Exercise aim ->
Starting at the line that contains "Retail shelf audit request: identify where the lens", repeat each line exactly through the last line of the listing, and repeat nothing else.

Start of Block

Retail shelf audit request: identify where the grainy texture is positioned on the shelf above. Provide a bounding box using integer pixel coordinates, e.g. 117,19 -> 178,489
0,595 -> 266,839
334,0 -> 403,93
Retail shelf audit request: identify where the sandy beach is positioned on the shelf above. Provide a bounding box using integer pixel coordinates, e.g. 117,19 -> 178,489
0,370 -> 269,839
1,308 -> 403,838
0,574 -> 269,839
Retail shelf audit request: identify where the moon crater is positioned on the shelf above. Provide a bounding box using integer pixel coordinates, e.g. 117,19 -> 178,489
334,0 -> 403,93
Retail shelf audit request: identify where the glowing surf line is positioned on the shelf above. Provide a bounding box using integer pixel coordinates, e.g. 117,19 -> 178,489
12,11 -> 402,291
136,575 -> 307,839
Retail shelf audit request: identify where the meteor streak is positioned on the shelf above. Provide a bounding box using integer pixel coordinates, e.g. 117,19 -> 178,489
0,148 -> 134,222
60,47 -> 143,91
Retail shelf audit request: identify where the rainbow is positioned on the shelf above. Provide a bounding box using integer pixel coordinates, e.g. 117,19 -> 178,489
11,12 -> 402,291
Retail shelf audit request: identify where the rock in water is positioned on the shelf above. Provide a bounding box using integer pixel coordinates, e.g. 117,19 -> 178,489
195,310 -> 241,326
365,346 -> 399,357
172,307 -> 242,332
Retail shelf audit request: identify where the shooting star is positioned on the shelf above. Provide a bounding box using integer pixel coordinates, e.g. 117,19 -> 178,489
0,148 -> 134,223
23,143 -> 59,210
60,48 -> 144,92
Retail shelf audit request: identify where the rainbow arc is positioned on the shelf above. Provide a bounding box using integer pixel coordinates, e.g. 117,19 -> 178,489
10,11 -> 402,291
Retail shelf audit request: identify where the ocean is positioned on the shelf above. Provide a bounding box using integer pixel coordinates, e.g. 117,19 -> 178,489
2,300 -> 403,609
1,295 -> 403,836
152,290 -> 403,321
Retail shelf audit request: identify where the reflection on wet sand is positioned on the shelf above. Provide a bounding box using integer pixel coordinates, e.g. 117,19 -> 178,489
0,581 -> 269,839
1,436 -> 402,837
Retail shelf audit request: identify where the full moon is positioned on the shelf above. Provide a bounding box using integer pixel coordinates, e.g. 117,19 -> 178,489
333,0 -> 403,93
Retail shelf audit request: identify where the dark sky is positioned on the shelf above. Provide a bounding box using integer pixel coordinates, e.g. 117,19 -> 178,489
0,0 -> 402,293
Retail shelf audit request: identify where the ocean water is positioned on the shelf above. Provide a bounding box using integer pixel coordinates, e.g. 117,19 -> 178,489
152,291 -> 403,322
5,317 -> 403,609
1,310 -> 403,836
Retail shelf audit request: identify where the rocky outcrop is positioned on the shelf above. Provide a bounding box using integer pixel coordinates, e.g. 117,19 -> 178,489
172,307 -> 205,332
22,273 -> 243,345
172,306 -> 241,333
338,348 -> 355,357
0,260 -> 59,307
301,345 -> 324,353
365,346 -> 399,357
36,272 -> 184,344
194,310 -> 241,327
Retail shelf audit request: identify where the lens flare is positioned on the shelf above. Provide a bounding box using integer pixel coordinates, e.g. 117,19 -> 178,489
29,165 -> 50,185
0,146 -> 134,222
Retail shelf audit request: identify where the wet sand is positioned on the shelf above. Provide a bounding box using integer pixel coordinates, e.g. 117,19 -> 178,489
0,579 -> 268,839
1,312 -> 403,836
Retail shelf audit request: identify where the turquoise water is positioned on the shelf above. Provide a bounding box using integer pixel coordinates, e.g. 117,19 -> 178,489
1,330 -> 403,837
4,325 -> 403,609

End of Block

Answer for this exercise ->
Retail shelf audit request: identify where the lens flare is positioned on the shelf above. Provide a bounding box using integer pixel coordinates, e.g. 117,19 -> 178,489
29,165 -> 50,185
0,146 -> 134,222
Retail shelf audit request: identify where the wet sand is positioned on the shelf above. Provide a bounding box using integer pixel coordinates, e.g. 117,19 -> 178,489
0,579 -> 268,839
1,312 -> 403,836
Retail shelf audit request: identify where the turquoise water is positioned on the shelf above. Provide a bounding box using integer pixel coordinates, e.g. 117,19 -> 178,489
1,330 -> 403,837
4,325 -> 403,609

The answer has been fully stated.